- GOAL OF THE EXERCISE -
Reproduce every one of the following records word for word, with no change of any kind.

────────────────

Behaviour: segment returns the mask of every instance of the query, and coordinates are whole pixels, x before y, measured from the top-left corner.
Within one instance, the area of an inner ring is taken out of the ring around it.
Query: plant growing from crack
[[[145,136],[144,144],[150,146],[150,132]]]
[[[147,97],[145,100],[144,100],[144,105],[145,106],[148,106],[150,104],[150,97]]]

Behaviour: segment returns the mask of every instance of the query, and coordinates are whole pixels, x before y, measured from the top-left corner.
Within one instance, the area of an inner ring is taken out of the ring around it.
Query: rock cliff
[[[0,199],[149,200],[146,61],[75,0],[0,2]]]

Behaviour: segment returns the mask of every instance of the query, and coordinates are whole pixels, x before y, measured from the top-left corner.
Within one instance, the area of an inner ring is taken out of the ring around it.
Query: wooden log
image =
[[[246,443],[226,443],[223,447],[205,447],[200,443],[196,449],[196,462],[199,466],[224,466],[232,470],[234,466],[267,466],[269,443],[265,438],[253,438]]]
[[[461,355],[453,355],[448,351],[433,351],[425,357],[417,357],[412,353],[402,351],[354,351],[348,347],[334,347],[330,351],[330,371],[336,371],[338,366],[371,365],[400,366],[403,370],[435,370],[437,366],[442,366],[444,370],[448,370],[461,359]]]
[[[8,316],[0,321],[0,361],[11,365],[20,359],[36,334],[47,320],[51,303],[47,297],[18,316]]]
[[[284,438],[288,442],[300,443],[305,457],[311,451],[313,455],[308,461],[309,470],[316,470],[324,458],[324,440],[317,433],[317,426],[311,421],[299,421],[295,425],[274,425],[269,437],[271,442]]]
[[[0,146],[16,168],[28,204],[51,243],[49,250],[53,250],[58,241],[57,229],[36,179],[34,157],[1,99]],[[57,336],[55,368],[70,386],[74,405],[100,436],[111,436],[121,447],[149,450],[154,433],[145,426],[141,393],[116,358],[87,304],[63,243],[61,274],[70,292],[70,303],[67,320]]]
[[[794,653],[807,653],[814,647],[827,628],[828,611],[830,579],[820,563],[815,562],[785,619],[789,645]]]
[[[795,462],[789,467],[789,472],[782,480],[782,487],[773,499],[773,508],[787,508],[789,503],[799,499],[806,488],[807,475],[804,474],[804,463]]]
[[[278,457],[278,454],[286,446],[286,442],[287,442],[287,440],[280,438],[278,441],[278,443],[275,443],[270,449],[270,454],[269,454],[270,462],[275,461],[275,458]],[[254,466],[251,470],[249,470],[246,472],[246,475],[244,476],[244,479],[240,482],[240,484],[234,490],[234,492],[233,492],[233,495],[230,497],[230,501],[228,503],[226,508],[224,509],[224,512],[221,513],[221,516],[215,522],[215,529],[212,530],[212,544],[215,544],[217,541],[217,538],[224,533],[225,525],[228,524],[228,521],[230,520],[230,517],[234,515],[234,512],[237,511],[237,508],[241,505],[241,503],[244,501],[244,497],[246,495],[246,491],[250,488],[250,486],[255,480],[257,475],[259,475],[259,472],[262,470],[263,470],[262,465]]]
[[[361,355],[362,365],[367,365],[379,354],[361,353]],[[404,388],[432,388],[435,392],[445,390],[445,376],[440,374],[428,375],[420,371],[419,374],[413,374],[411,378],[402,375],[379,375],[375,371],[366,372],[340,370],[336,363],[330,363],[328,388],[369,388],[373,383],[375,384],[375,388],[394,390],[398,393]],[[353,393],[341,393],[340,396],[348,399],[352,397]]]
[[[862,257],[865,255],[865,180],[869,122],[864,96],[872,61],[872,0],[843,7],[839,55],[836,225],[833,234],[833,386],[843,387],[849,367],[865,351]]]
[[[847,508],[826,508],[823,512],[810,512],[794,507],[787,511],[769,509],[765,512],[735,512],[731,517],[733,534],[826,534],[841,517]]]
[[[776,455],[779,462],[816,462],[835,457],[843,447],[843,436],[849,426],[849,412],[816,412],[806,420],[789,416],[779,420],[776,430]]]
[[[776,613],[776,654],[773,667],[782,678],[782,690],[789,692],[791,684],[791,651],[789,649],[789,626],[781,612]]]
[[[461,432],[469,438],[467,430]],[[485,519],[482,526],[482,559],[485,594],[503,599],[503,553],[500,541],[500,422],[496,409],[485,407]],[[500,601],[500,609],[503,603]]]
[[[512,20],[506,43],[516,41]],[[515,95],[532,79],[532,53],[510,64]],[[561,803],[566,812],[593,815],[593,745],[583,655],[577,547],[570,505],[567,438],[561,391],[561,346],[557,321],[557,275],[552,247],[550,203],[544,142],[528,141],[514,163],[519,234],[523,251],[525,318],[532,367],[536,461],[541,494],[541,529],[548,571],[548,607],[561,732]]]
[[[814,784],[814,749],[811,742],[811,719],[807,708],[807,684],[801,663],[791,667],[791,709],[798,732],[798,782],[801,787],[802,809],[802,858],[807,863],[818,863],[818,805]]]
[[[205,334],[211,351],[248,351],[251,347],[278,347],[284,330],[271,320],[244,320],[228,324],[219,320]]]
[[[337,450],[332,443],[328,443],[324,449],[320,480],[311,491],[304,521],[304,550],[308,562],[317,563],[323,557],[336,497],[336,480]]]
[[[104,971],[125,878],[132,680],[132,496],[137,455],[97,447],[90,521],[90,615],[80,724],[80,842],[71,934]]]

────────────────

- SOLUTION TO THE EXERCISE -
Behaviour: segment returns the mask of every instance of the query, and coordinates are whole pixels, x before y, measured from the top-left corner.
Within one instance, the area of an inner ring is taken out of the ring around it.
Query: plant growing from crack
[[[145,136],[144,144],[150,146],[150,132]]]
[[[147,97],[145,100],[144,100],[144,105],[145,106],[148,106],[150,104],[150,97]]]

Behaviour: segment returns the mask of every instance of the query, and coordinates are whole pixels, x before y, measured from the top-left corner.
Within one instance, the area of an inner ring is taken out of the ring around it.
Query: rock cliff
[[[0,199],[149,200],[146,61],[75,0],[0,2]]]

Behaviour: segment returns the mask of every instance of the query, and coordinates are whole pixels, x before y, measured from the top-left corner.
Within one instance, the area of an inner ring is taken out of the ring around it.
Query: wooden log
image =
[[[246,443],[226,443],[223,447],[205,447],[200,443],[196,449],[196,462],[199,466],[224,466],[232,470],[234,466],[267,466],[269,443],[265,438],[253,438]]]
[[[461,355],[453,355],[448,351],[433,351],[425,357],[417,357],[412,353],[402,351],[354,351],[348,347],[334,347],[330,351],[330,371],[336,371],[338,366],[371,365],[400,366],[403,370],[435,370],[437,366],[442,366],[444,370],[448,370],[461,359]]]
[[[8,316],[0,321],[0,361],[11,365],[20,359],[36,334],[47,320],[51,303],[47,297],[18,316]]]
[[[284,438],[288,442],[300,443],[305,457],[311,451],[313,455],[308,461],[309,470],[316,470],[324,458],[324,440],[317,433],[317,426],[311,421],[299,421],[295,425],[274,425],[269,437],[271,442]]]
[[[0,146],[16,168],[28,204],[51,243],[49,250],[53,250],[58,241],[57,229],[36,179],[34,157],[1,99]],[[57,336],[55,368],[70,386],[74,405],[100,436],[111,436],[121,447],[149,450],[154,433],[145,426],[141,393],[116,358],[87,304],[63,243],[61,274],[70,292],[70,303],[67,320]]]
[[[794,653],[807,653],[814,647],[827,628],[828,611],[830,579],[820,563],[815,562],[785,619],[789,645]]]
[[[795,462],[789,467],[789,472],[782,480],[782,487],[773,499],[773,508],[787,508],[789,503],[799,499],[806,488],[807,475],[804,474],[804,463]]]
[[[278,457],[278,454],[286,446],[286,442],[287,442],[287,440],[280,438],[278,441],[278,443],[275,443],[270,449],[270,454],[269,454],[270,462],[275,461],[275,458]],[[254,466],[251,470],[249,470],[246,472],[246,475],[244,476],[244,479],[240,482],[240,484],[234,490],[234,492],[233,492],[233,495],[230,497],[230,501],[228,503],[226,508],[224,509],[224,512],[221,513],[221,516],[215,522],[215,529],[212,530],[212,544],[215,544],[217,541],[217,538],[224,533],[225,525],[228,524],[228,521],[230,520],[230,517],[234,515],[234,512],[237,511],[237,508],[241,505],[241,503],[244,501],[244,497],[246,495],[246,491],[250,488],[250,486],[255,480],[257,475],[259,475],[259,472],[262,470],[263,470],[262,465]]]
[[[361,355],[362,365],[367,365],[379,354],[361,353]],[[404,388],[432,388],[435,392],[445,390],[445,376],[440,374],[428,375],[420,371],[419,374],[413,374],[411,378],[402,375],[379,375],[375,371],[366,372],[340,370],[336,363],[330,363],[328,388],[369,388],[373,383],[375,384],[375,388],[394,390],[398,393]],[[353,393],[341,393],[340,396],[348,399],[352,397]]]
[[[862,257],[865,255],[865,180],[869,122],[864,96],[872,61],[872,0],[843,7],[839,55],[836,225],[833,234],[833,386],[843,387],[849,367],[865,351]]]
[[[847,508],[826,508],[823,512],[810,512],[794,507],[787,511],[769,509],[765,512],[735,512],[731,517],[733,534],[826,534],[841,517]]]
[[[776,455],[779,462],[816,462],[835,457],[843,447],[843,436],[849,426],[849,412],[816,412],[806,420],[789,416],[779,420],[776,430]]]
[[[776,613],[776,654],[773,667],[782,678],[782,690],[789,692],[791,684],[791,651],[789,649],[789,626],[781,612]]]
[[[461,432],[469,438],[467,430]],[[485,519],[482,526],[482,559],[485,594],[503,599],[503,553],[500,541],[500,422],[496,409],[485,407]],[[500,601],[500,609],[503,603]]]
[[[512,20],[506,43],[516,41]],[[515,95],[532,79],[532,53],[510,64]],[[561,803],[566,812],[593,815],[593,745],[583,655],[577,547],[570,505],[567,438],[561,391],[561,346],[557,321],[557,275],[552,247],[550,203],[544,142],[528,141],[514,163],[519,234],[523,251],[525,318],[532,367],[536,461],[541,494],[541,529],[548,571],[548,607],[561,732]]]
[[[814,784],[814,749],[811,742],[811,719],[807,708],[807,684],[801,663],[791,667],[791,709],[798,732],[798,782],[801,787],[802,809],[802,858],[807,863],[818,863],[818,805]]]
[[[205,334],[211,351],[248,351],[251,347],[278,347],[284,330],[271,320],[244,320],[228,324],[219,320]]]
[[[337,450],[332,443],[328,443],[324,449],[320,480],[311,491],[304,521],[304,550],[308,562],[317,563],[323,557],[336,497],[336,480]]]
[[[104,971],[125,878],[132,680],[132,496],[137,455],[97,447],[90,521],[90,615],[80,724],[80,842],[71,934]]]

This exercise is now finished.